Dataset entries
-- -- --

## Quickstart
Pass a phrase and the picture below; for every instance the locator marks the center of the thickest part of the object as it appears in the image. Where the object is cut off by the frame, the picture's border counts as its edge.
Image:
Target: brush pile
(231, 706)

-- -- --

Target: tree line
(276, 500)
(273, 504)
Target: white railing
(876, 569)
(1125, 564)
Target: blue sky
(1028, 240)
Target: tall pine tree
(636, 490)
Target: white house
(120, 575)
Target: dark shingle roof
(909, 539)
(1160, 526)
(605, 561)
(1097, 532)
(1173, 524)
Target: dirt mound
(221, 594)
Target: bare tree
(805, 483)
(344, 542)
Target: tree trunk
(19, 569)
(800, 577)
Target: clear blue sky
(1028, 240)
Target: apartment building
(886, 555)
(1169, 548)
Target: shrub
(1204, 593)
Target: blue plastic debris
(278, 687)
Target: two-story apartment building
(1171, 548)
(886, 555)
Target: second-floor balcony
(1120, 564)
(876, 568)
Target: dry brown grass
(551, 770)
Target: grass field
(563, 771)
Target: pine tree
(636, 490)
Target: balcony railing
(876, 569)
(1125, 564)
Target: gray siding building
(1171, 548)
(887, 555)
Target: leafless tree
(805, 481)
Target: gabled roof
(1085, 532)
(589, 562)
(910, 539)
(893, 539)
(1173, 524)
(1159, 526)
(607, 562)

-- -- --

» **The problem**
Show each line in the material above that contains the string "roof".

» **Reply**
Target: dark shingle roof
Target: gabled roof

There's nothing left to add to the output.